◆ What the exercise asks: Lines before the one containing "face. Do not add anything beyond the points." are excluded; print that line and every line after it through the end of the material below, exactly.

-.-.-

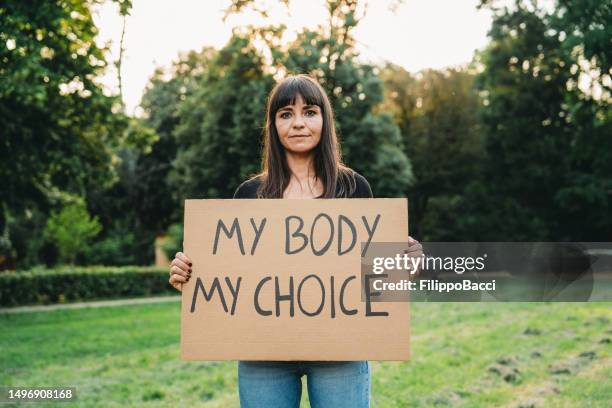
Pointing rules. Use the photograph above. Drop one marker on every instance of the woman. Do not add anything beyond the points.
(301, 160)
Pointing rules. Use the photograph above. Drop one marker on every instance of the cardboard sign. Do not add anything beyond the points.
(281, 280)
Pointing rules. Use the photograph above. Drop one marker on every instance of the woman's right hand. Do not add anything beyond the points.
(180, 270)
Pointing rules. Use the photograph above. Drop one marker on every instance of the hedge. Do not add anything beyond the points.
(68, 284)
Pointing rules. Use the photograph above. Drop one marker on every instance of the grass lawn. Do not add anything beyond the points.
(464, 354)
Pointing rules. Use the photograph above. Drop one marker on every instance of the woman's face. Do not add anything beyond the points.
(299, 126)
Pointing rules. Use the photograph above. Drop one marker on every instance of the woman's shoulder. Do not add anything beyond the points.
(362, 187)
(248, 188)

-.-.-

◆ Reply to the task:
Pointing rules. Use the photograph above. Drop one marker on every instance of the woman's face. Do not add anything beyond the points.
(299, 126)
Pointing rules. Use the photograph above. Drop one marker on every instance of the woman's shoulder. Do not add anything beyond the points.
(362, 187)
(248, 188)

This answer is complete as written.